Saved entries
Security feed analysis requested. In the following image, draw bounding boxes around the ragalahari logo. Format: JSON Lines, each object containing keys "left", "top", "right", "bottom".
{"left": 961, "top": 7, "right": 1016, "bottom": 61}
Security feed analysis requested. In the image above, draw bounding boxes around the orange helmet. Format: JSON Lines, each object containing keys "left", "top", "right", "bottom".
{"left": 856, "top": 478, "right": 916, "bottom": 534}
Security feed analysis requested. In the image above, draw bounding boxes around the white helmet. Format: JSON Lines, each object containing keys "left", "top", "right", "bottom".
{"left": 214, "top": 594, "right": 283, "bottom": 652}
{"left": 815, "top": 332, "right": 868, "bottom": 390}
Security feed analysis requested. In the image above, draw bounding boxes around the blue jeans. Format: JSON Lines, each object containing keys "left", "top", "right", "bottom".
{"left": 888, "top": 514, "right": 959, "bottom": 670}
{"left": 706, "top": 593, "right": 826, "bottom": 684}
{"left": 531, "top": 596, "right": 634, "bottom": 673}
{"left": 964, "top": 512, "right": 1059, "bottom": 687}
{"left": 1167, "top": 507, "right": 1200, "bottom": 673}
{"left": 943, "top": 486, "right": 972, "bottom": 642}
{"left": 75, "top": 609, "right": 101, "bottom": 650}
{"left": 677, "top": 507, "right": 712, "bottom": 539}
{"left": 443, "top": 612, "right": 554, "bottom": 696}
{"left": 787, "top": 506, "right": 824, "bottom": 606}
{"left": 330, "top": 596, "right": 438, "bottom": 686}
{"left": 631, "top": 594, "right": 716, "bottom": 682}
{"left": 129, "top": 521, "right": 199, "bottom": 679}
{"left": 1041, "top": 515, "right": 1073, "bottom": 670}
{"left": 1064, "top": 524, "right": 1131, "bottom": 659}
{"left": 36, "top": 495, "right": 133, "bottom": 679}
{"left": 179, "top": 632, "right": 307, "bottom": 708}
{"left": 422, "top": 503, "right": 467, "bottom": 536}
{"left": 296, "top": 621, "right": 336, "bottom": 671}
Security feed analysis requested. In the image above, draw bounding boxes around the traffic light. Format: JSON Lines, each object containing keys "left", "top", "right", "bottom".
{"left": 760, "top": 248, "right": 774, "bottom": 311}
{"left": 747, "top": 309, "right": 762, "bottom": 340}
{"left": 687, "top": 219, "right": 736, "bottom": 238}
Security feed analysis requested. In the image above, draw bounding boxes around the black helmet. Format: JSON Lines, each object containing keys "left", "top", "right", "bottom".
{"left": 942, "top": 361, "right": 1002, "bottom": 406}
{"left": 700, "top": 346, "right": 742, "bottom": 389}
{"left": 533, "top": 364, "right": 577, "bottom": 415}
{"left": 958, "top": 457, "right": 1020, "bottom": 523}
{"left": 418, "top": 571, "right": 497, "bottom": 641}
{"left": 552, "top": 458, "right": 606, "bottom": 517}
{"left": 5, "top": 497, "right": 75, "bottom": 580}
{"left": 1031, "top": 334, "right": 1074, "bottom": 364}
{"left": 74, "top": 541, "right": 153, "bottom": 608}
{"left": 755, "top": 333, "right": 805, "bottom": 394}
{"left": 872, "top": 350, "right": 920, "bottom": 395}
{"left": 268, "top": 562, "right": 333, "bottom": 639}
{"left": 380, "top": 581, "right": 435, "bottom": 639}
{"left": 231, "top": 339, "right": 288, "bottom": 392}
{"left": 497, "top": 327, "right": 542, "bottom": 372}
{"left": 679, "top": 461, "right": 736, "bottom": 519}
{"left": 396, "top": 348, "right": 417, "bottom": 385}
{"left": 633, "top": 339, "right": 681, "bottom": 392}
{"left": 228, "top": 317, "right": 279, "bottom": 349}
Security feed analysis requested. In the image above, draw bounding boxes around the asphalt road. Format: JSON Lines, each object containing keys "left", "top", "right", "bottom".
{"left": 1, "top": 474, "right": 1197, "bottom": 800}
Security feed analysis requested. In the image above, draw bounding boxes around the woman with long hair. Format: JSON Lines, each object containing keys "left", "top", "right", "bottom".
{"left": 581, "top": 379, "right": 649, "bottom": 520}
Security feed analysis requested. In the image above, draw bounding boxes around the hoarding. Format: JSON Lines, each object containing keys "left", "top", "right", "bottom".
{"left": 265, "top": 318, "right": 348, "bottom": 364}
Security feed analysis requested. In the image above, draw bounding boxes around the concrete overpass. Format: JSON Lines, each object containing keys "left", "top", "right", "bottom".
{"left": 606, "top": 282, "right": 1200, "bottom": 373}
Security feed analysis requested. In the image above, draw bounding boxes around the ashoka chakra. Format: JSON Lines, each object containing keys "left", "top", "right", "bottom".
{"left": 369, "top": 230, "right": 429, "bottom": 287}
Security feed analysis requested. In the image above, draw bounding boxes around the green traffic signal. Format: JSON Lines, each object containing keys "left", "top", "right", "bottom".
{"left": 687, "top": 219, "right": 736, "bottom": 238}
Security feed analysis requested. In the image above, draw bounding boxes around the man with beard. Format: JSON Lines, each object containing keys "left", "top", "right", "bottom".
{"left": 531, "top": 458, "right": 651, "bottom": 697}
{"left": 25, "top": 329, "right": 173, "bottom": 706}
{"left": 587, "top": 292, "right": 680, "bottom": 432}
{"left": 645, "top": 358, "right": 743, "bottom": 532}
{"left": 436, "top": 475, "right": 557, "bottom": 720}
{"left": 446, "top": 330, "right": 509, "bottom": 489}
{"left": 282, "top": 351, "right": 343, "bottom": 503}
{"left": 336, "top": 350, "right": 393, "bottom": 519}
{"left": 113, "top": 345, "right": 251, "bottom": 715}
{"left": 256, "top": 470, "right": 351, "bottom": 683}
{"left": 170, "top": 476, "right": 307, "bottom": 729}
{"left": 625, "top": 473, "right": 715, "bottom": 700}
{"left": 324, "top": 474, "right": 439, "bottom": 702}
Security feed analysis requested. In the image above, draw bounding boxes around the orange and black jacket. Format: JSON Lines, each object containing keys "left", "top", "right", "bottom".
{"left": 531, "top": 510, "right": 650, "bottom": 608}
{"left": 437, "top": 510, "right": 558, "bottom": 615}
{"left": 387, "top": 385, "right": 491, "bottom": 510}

- _TO DO_: From the first line to the last, give the data again exactly.

- _RESPONSE TO THE EXERCISE_:
Security feed analysis requested. In the following image, draw bounding boxes around the ragalahari logo. Format: JSON Lines, each object containing keys "left", "top", "right", "bottom".
{"left": 961, "top": 7, "right": 1016, "bottom": 61}
Security feed analysis requested. In the image above, draw bounding boxes around the orange helmet. Format: JSON Lines, each object containing keys "left", "top", "right", "bottom".
{"left": 856, "top": 478, "right": 916, "bottom": 534}
Security feed analysis requested. In the image above, draw bounding boxes around the white helmet. Format: JSON Lines, each object containing keys "left", "top", "right", "bottom".
{"left": 214, "top": 594, "right": 283, "bottom": 652}
{"left": 815, "top": 332, "right": 868, "bottom": 390}
Security feed analysis requested. In the image above, draw bounding boxes around the blue jeans. Format: JSON Lines, each object containing keys "left", "top", "right", "bottom".
{"left": 888, "top": 514, "right": 959, "bottom": 670}
{"left": 706, "top": 593, "right": 826, "bottom": 684}
{"left": 531, "top": 596, "right": 634, "bottom": 673}
{"left": 964, "top": 512, "right": 1059, "bottom": 687}
{"left": 1167, "top": 507, "right": 1200, "bottom": 673}
{"left": 943, "top": 486, "right": 972, "bottom": 642}
{"left": 75, "top": 609, "right": 101, "bottom": 650}
{"left": 677, "top": 507, "right": 712, "bottom": 539}
{"left": 443, "top": 612, "right": 554, "bottom": 696}
{"left": 787, "top": 506, "right": 824, "bottom": 606}
{"left": 330, "top": 596, "right": 438, "bottom": 686}
{"left": 631, "top": 594, "right": 716, "bottom": 682}
{"left": 129, "top": 521, "right": 199, "bottom": 679}
{"left": 1041, "top": 515, "right": 1073, "bottom": 670}
{"left": 1064, "top": 524, "right": 1131, "bottom": 659}
{"left": 36, "top": 495, "right": 133, "bottom": 679}
{"left": 179, "top": 632, "right": 307, "bottom": 708}
{"left": 422, "top": 503, "right": 467, "bottom": 536}
{"left": 296, "top": 621, "right": 336, "bottom": 671}
Security feed analysis requested. In the image above, draw bounding boxes around the traffic light. Format: JSON Lines, each object containing keys "left", "top", "right", "bottom".
{"left": 760, "top": 248, "right": 774, "bottom": 311}
{"left": 747, "top": 309, "right": 762, "bottom": 340}
{"left": 687, "top": 219, "right": 736, "bottom": 238}
Security feed analysis requested. In the image above, draw bounding boxes around the black helmet. Format: JSON Lines, each object containing keys "left", "top", "right", "bottom".
{"left": 942, "top": 361, "right": 1002, "bottom": 406}
{"left": 700, "top": 346, "right": 742, "bottom": 389}
{"left": 533, "top": 364, "right": 577, "bottom": 415}
{"left": 958, "top": 457, "right": 1020, "bottom": 523}
{"left": 418, "top": 571, "right": 497, "bottom": 641}
{"left": 552, "top": 458, "right": 606, "bottom": 517}
{"left": 5, "top": 497, "right": 75, "bottom": 580}
{"left": 1031, "top": 334, "right": 1074, "bottom": 364}
{"left": 74, "top": 541, "right": 153, "bottom": 608}
{"left": 755, "top": 333, "right": 805, "bottom": 394}
{"left": 872, "top": 350, "right": 920, "bottom": 395}
{"left": 268, "top": 562, "right": 333, "bottom": 639}
{"left": 380, "top": 581, "right": 435, "bottom": 639}
{"left": 231, "top": 339, "right": 288, "bottom": 392}
{"left": 497, "top": 327, "right": 542, "bottom": 372}
{"left": 679, "top": 461, "right": 736, "bottom": 519}
{"left": 396, "top": 348, "right": 417, "bottom": 385}
{"left": 633, "top": 339, "right": 681, "bottom": 392}
{"left": 228, "top": 317, "right": 279, "bottom": 349}
Security feed analysis requested. In the image above, draw bounding boxes around the asphalt road. Format: JSON Lines, each object containing keys "left", "top", "right", "bottom".
{"left": 1, "top": 474, "right": 1197, "bottom": 800}
Security feed analysis requested. In the image above, draw bounding boxes around the woman with long hair. Format: JSON Lines, each object containing keys "left", "top", "right", "bottom".
{"left": 581, "top": 379, "right": 649, "bottom": 520}
Security feed analysis requested. In the image above, draw bounding boxes around the hoarding. Format: JSON Lines, each object containing keys "left", "top", "right", "bottom".
{"left": 265, "top": 318, "right": 348, "bottom": 364}
Security feed analysis requested. In the image above, draw bounding boxes around the concrete overpass. Format: JSON Lines, each object containing keys "left", "top", "right", "bottom".
{"left": 606, "top": 282, "right": 1200, "bottom": 373}
Security feed analysis requested. In the image above, draw bounding boxes around the ashoka chakra. Format: JSON Lines, each object containing keys "left", "top", "right", "bottom".
{"left": 369, "top": 230, "right": 429, "bottom": 287}
Security feed analysis requested. In the image above, draw bounding boxes around the green traffic signal. Format: JSON Lines, each object containing keys "left", "top", "right", "bottom".
{"left": 687, "top": 219, "right": 736, "bottom": 238}
Security feed analysis requested. In the image above, draw bounding boxes around the man with beard. Format: JSON Lines, each object containing keys "left", "top", "right", "bottom".
{"left": 531, "top": 458, "right": 651, "bottom": 697}
{"left": 25, "top": 329, "right": 173, "bottom": 706}
{"left": 587, "top": 292, "right": 680, "bottom": 432}
{"left": 645, "top": 358, "right": 743, "bottom": 532}
{"left": 436, "top": 475, "right": 557, "bottom": 720}
{"left": 446, "top": 330, "right": 509, "bottom": 489}
{"left": 282, "top": 351, "right": 343, "bottom": 503}
{"left": 336, "top": 350, "right": 393, "bottom": 519}
{"left": 113, "top": 345, "right": 251, "bottom": 715}
{"left": 256, "top": 470, "right": 351, "bottom": 683}
{"left": 170, "top": 476, "right": 307, "bottom": 729}
{"left": 625, "top": 473, "right": 715, "bottom": 700}
{"left": 324, "top": 474, "right": 439, "bottom": 702}
Security feed analysis requested. In the image above, draw bounding boxes around the orange and black jacket. Format: JSON Lines, each object containing keys "left", "top", "right", "bottom".
{"left": 531, "top": 510, "right": 650, "bottom": 608}
{"left": 437, "top": 510, "right": 558, "bottom": 615}
{"left": 387, "top": 385, "right": 491, "bottom": 510}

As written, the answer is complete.